**Task requirements:** The line containing "column 529, row 358" marks where copying starts, so set down that line and each one after it exactly, through the end of the records.

Natural-language object grounding data
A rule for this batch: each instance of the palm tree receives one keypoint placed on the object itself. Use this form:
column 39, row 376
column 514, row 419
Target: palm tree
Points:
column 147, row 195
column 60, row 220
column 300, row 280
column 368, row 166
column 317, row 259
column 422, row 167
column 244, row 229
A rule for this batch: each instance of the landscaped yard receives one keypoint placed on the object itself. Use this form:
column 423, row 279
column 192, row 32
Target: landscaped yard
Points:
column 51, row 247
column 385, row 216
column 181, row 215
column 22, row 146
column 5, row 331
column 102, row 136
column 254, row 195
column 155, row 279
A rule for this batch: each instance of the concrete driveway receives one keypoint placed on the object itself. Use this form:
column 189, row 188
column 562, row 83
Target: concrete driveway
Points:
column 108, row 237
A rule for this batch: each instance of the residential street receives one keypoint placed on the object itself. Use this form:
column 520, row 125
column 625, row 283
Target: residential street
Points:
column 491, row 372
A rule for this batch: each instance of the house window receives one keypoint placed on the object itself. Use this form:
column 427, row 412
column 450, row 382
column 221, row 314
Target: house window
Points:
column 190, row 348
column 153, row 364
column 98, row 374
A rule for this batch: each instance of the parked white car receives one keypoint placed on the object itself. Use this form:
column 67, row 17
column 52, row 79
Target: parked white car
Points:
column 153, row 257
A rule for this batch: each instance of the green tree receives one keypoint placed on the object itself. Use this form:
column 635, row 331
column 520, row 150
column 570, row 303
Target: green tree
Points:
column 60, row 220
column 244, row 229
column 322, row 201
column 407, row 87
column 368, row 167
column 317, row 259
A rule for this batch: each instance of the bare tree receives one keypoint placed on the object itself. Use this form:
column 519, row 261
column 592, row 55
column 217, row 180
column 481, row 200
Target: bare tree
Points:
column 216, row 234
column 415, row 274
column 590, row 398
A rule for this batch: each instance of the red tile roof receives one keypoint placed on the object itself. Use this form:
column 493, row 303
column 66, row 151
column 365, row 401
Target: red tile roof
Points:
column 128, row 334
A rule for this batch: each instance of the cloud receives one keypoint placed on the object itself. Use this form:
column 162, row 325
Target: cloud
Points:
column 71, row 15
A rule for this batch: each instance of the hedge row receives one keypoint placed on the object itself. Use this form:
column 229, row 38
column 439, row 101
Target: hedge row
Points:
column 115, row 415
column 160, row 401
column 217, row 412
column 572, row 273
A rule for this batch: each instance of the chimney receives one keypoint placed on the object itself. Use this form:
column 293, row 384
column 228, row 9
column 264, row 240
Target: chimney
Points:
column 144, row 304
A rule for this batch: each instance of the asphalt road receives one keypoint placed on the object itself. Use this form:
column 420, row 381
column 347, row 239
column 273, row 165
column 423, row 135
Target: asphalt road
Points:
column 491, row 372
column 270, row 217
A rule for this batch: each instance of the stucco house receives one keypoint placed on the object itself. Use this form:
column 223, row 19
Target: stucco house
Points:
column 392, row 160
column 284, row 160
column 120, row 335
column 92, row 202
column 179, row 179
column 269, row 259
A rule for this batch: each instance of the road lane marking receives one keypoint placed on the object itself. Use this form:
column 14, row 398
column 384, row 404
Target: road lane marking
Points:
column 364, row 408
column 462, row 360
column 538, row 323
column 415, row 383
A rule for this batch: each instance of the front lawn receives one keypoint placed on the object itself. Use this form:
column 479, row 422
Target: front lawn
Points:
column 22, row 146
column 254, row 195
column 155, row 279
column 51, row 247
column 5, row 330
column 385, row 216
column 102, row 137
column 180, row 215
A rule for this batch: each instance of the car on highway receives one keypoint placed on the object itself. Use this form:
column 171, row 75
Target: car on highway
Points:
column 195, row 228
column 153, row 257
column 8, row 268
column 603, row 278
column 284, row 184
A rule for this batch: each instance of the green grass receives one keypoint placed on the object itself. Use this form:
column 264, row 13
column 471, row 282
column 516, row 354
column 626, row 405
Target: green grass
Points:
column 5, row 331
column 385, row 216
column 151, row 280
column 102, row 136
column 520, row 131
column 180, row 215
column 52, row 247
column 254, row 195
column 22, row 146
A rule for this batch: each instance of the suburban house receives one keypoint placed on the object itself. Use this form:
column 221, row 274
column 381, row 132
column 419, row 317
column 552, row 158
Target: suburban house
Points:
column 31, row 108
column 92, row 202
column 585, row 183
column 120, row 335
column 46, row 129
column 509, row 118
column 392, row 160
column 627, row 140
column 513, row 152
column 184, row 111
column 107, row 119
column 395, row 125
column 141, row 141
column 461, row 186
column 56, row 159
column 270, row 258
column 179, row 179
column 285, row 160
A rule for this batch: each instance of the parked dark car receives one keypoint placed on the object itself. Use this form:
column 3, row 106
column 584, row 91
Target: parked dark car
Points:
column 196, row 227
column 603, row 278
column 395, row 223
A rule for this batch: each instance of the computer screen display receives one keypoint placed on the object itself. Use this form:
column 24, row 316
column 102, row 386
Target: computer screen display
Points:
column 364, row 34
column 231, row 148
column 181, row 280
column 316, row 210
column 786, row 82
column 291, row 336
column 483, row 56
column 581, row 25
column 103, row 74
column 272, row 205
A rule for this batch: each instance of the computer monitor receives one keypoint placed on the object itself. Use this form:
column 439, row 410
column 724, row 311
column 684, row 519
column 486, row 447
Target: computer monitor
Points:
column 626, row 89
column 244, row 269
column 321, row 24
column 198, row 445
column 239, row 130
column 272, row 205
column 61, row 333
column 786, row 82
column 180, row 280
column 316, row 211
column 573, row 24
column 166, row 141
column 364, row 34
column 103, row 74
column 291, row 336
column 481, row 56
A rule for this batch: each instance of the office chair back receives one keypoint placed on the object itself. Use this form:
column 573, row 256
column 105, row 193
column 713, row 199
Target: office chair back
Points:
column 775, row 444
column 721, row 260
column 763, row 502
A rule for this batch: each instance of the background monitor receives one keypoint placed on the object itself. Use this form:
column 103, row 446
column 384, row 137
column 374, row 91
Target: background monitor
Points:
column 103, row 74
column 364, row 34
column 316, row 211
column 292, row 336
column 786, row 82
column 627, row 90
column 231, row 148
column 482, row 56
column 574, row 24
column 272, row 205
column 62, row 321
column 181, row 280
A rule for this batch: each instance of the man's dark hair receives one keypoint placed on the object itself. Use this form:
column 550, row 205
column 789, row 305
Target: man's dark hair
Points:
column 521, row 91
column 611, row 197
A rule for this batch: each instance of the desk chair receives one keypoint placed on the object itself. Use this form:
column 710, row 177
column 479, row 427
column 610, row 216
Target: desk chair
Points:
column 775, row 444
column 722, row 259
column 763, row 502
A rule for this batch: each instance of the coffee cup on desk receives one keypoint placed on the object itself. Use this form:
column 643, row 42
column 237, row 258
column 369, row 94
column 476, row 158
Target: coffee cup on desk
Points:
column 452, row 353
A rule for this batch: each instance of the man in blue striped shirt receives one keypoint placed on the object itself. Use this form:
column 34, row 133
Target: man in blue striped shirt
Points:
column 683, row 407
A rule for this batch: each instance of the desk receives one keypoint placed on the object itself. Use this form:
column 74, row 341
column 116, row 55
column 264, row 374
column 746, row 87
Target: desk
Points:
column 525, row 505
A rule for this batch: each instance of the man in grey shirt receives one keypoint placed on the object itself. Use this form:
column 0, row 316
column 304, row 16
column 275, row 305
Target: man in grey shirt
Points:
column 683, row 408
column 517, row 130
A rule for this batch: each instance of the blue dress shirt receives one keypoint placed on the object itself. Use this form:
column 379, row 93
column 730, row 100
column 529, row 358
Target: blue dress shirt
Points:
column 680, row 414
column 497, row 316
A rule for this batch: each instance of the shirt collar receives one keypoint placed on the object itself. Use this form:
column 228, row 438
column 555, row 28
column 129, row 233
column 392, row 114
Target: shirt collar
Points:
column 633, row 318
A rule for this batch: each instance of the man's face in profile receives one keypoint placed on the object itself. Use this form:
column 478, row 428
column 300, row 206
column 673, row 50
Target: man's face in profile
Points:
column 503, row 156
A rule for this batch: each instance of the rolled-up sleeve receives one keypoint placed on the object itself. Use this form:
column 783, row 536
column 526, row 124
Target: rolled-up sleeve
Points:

**Solution to this problem:**
column 529, row 358
Target: blue dress shirt
Points:
column 680, row 414
column 497, row 316
A rule for this batch: each instance of the shirt collar receives one keypoint placed on the object itself. Use this form:
column 228, row 438
column 555, row 28
column 129, row 233
column 392, row 114
Target: shirt collar
Points:
column 633, row 318
A rule for this batch: each instance of the man's face in profile receives one keypoint placed on the object itself. Use this form:
column 478, row 428
column 300, row 206
column 673, row 50
Target: man's face in profile
Points:
column 503, row 156
A rule for this batch: each instance of the rolled-up sleeve receives one keypoint placed on the object itself. Use this form:
column 783, row 536
column 526, row 124
Target: rolled-up sleeve
Points:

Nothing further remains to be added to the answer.